WHAT TO PRODUCE: Every line below should be set down exactly as it appears.

(EXERCISE MATERIALS Opens)

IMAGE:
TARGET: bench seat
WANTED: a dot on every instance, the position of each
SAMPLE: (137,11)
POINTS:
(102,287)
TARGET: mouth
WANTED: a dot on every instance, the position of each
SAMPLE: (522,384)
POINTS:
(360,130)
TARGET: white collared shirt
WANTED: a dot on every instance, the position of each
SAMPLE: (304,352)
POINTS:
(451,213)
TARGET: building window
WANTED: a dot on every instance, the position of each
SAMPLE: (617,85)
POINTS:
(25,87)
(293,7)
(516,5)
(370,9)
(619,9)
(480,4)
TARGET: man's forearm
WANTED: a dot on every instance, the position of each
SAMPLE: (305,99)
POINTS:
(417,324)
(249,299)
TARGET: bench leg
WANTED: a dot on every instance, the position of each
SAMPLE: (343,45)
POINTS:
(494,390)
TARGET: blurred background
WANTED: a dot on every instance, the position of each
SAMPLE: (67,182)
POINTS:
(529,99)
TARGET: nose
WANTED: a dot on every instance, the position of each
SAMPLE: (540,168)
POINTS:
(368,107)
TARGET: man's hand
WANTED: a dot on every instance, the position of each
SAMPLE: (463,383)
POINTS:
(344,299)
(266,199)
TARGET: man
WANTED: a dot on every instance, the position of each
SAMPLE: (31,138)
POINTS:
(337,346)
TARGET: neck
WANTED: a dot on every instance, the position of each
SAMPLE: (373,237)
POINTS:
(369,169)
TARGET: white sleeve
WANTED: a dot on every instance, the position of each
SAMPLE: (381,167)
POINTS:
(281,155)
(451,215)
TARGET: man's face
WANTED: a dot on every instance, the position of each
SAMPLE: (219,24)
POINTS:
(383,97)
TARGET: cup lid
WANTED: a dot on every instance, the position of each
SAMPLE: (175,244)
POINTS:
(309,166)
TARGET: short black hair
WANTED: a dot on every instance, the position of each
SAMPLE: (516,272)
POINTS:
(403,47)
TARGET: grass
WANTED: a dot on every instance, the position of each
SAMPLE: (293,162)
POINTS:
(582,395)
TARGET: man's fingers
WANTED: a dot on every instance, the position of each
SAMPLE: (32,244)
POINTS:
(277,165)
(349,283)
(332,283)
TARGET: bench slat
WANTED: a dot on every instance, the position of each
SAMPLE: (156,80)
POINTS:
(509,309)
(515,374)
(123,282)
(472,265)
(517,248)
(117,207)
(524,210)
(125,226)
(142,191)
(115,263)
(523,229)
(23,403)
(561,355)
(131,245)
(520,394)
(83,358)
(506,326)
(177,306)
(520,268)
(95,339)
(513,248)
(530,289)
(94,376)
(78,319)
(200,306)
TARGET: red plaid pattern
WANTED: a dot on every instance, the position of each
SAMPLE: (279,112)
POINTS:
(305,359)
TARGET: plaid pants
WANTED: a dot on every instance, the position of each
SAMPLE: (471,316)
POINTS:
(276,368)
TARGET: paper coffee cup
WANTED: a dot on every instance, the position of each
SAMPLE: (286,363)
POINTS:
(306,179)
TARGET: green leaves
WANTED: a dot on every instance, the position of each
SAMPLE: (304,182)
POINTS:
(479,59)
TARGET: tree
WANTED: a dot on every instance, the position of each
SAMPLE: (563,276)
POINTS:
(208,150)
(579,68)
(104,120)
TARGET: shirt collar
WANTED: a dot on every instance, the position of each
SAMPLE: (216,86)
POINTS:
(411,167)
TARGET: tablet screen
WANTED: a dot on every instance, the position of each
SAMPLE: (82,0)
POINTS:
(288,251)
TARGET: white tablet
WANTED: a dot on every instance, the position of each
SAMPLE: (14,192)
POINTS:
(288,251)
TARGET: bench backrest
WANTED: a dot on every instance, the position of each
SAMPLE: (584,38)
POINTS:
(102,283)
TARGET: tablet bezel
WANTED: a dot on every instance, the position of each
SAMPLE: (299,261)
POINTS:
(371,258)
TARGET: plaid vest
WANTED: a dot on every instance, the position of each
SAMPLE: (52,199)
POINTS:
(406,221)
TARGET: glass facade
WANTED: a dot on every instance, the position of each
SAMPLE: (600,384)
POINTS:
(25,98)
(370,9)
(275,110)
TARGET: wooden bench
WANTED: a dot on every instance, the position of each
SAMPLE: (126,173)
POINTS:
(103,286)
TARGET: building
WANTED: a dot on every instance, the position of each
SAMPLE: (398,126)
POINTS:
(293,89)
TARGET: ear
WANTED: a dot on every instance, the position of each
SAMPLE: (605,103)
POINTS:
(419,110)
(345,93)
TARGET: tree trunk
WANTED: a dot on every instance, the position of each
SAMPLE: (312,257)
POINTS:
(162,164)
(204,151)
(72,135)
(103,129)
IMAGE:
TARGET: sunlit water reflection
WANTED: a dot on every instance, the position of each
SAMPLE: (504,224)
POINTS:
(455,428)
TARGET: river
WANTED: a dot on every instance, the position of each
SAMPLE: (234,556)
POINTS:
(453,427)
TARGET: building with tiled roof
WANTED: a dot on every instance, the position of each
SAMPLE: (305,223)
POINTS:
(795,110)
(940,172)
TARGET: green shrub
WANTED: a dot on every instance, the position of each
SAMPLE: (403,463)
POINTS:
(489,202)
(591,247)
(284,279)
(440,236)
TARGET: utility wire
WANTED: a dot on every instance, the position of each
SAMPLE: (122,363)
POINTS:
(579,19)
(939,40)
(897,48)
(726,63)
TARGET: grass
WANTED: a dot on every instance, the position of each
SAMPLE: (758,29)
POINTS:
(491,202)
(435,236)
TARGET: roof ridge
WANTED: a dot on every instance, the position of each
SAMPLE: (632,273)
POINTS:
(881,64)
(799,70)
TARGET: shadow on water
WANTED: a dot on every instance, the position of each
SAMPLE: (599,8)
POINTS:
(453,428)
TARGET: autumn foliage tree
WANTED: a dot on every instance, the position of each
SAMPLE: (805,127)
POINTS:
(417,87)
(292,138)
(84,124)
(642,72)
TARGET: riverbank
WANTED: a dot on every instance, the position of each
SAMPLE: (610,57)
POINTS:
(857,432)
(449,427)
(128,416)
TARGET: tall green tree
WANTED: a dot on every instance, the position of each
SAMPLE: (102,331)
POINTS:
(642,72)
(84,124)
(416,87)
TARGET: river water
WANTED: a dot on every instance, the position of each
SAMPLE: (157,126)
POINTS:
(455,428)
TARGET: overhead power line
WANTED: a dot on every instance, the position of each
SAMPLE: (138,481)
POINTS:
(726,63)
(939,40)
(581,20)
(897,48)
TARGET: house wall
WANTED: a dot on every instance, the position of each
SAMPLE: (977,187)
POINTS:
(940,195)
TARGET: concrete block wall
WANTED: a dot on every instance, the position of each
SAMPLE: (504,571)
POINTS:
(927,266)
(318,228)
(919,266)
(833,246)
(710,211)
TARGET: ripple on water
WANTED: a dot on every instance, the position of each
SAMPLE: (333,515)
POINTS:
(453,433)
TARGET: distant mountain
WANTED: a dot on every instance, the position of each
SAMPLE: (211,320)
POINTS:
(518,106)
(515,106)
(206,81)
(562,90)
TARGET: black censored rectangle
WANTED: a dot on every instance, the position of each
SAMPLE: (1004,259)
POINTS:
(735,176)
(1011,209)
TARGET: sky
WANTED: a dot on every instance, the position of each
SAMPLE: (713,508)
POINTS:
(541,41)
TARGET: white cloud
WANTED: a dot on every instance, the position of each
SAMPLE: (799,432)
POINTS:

(EXERCISE MATERIALS Closes)

WRITTEN REPLY:
IMAGE:
TARGET: bench seat
WANTED: a dot on every instance, the position of each
SAMPLE: (137,11)
POINTS:
(102,287)
TARGET: mouth
WANTED: a dot on every instance, the position of each
SAMPLE: (522,384)
POINTS:
(360,130)
TARGET: white collared shirt
WANTED: a dot on every instance, the position of each
SAMPLE: (304,352)
POINTS:
(451,213)
TARGET: building window
WANTED: a dot on every instance, the position of each
SAMPLE: (617,85)
POINTS:
(25,87)
(293,7)
(516,5)
(370,9)
(619,9)
(480,4)
TARGET: man's forearm
WANTED: a dot on every instance, the position of each
SAMPLE: (305,99)
POINTS:
(417,324)
(249,299)
TARGET: bench leg
WANTED: a dot on every instance, the position of each
SAMPLE: (343,45)
POINTS:
(494,390)
TARGET: blurred background
WANTED: a dot on every instance, the position of each
SAMPLE: (67,182)
POINTS:
(529,99)
TARGET: nose
WANTED: a dot on every instance, the position of each
SAMPLE: (540,168)
POINTS:
(368,107)
TARGET: man's hand
WANTED: a dot on every instance, the position of each
SAMPLE: (463,383)
POINTS:
(344,299)
(266,199)
TARGET: man
WANTED: a dot on every instance, the position of each
SAMPLE: (31,138)
POINTS:
(337,346)
TARGET: neck
WANTED: a dot on every instance, the position of each
SAMPLE: (373,237)
POINTS:
(369,169)
TARGET: white sleeve
WANTED: a dot on every instance, the position of each
SAMPLE: (381,167)
POINTS:
(281,155)
(451,215)
TARGET: man's face
WANTED: a dot on every instance, the position of each
SAMPLE: (219,24)
POINTS:
(383,97)
TARGET: cup lid
WANTED: a dot on every instance, the position of each
SAMPLE: (175,244)
POINTS:
(309,166)
TARGET: short black hair
WANTED: a dot on every instance, the position of each
SAMPLE: (516,272)
POINTS:
(403,47)
TARGET: grass
WANTED: a dot on every instance, the position of each
SAMPLE: (293,162)
POINTS:
(582,395)
TARGET: man's fingers
WANTED: a dot on every instance, the position of each
SAMPLE: (32,244)
POINTS:
(277,165)
(349,283)
(332,283)
TARGET: bench slat
WANTED: a dot on every instance, the position of each
SAMPLE: (156,80)
POINTS:
(509,309)
(515,374)
(123,282)
(472,265)
(517,248)
(117,207)
(524,210)
(125,226)
(142,191)
(115,263)
(523,229)
(23,403)
(561,355)
(131,245)
(520,394)
(83,358)
(506,326)
(177,306)
(520,268)
(95,339)
(513,248)
(530,289)
(94,376)
(78,319)
(200,306)
TARGET: red plaid pattern
WANTED: a dot on every instance, the position of each
SAMPLE: (279,112)
POINTS:
(305,359)
TARGET: plaid pants
WANTED: a dot on every instance, the position of each
SAMPLE: (471,316)
POINTS:
(276,368)
TARGET: paper coffee cup
WANTED: a dot on every instance, the position of each
SAMPLE: (286,363)
POINTS:
(306,179)
TARGET: green leaves
WANTED: a dot on every instance, the position of each
SAMPLE: (304,182)
POINTS:
(479,59)
TARGET: tree
WANTED: a dot on every instance, the position of each
SAMPLE: (563,276)
POINTS:
(208,150)
(579,68)
(104,120)
TARGET: shirt collar
WANTED: a dot on every instance, the position of each
SAMPLE: (216,86)
POINTS:
(411,167)
TARGET: tablet screen
WANTED: a dot on every instance, the position of each
SAMPLE: (82,0)
POINTS:
(288,251)
TARGET: white tablet
WANTED: a dot on every instance, the position of each
SAMPLE: (14,192)
POINTS:
(288,251)
TARGET: bench backrest
WANTED: a dot on every instance, the position of each
SAMPLE: (584,38)
POINTS:
(102,283)
TARGET: tablet bezel
WANTED: a dot on every instance, the position of each
SAMPLE: (299,261)
POINTS:
(371,258)
TARGET: plaid vest
WANTED: a dot on every instance, the position of each
SAMPLE: (52,199)
POINTS:
(406,221)
TARGET: glass facade
WANTED: a dot on every instance, the position of each
SAMPLE: (600,384)
POINTS:
(25,98)
(370,9)
(275,110)
TARGET: wooden bench
WANTED: a dot on every instance, the position of each
SAMPLE: (126,173)
POINTS:
(103,286)
TARGET: building
WANTED: a dot on every instance, the position of each
SAMPLE: (398,126)
POINTS:
(293,89)
TARGET: ear
WANTED: a dot on every instance, the position of each
SAMPLE: (605,103)
POINTS:
(419,110)
(345,93)
TARGET: tree trunk
WANTED: a dot on every instance, the position of each
SAMPLE: (312,257)
POINTS:
(162,164)
(204,151)
(72,135)
(103,129)
IMAGE:
TARGET: sunlit water reflection
WANTED: a dot on every instance, the position of each
SAMPLE: (504,224)
POINTS:
(455,428)
TARGET: river
WANTED: a dot on every instance, the position of each
SAMPLE: (234,556)
POINTS:
(453,427)
TARGET: building with tiled roof
WANTED: a dot on every instance, the position of each
SAMPLE: (305,223)
POINTS:
(795,110)
(940,172)
TARGET: green shrub
WANTED: a dot on every instance, the position of each
SAMPLE: (403,463)
POINTS:
(489,202)
(591,247)
(284,279)
(440,236)
TARGET: utility wire
WANTED: a dot on every instance, the position of each
SAMPLE: (122,363)
POINTS:
(579,19)
(939,40)
(897,48)
(726,63)
TARGET: grass
WANTED: a dot on every instance, the position of each
SAMPLE: (758,29)
POINTS:
(491,202)
(435,236)
TARGET: roof ridge
WANTED: a dot on every instance, the position of each
SAMPLE: (632,273)
POINTS:
(881,64)
(799,70)
TARGET: shadow on water
WANTED: a dot on every instance, the position of each
SAMPLE: (599,8)
POINTS:
(453,428)
TARGET: autumn foliage tree
WANTED: a dot on every instance, the position of each
SAMPLE: (805,127)
POINTS:
(417,87)
(292,138)
(84,124)
(642,72)
TARGET: riverbank
WANTED: a dot on every instance, the position of each
SAMPLE: (610,57)
POINTS:
(857,432)
(449,427)
(128,416)
TARGET: tall green tree
WANTED: a dot on every instance, the position of each
SAMPLE: (102,331)
POINTS:
(642,72)
(84,124)
(416,87)
TARGET: river water
WANTED: a dot on every instance, the position of each
SAMPLE: (157,126)
POINTS:
(455,428)
TARGET: overhead power line
WANTED: a dot on every instance, the position of each
SAMPLE: (138,481)
POINTS:
(726,63)
(939,40)
(581,20)
(897,48)
TARGET: house wall
WANTED: a dot on every instance, the position of each
SAMPLE: (977,187)
POINTS:
(940,195)
TARGET: concrete block wall
WANTED: a dot on every instance, the position of each
SAMPLE: (504,571)
POINTS:
(927,266)
(318,228)
(919,266)
(833,246)
(710,211)
TARGET: ripple on water
WANTED: a dot on every instance, the position of each
SAMPLE: (333,515)
POINTS:
(453,433)
TARGET: distant mountain
WANTED: a dot on every instance, the position of each
SAMPLE: (211,320)
POINTS:
(518,106)
(515,106)
(206,81)
(562,90)
TARGET: black censored rectangle
WANTED: a dot on every instance, the position of each
SAMPLE: (1004,259)
POINTS:
(735,176)
(1011,209)
TARGET: sky
WANTED: a dot on every instance, the position of each
SAMPLE: (713,508)
POINTS:
(541,41)
TARGET: white cloud
WANTED: a dot on every instance, the position of each
SAMPLE: (799,432)
POINTS:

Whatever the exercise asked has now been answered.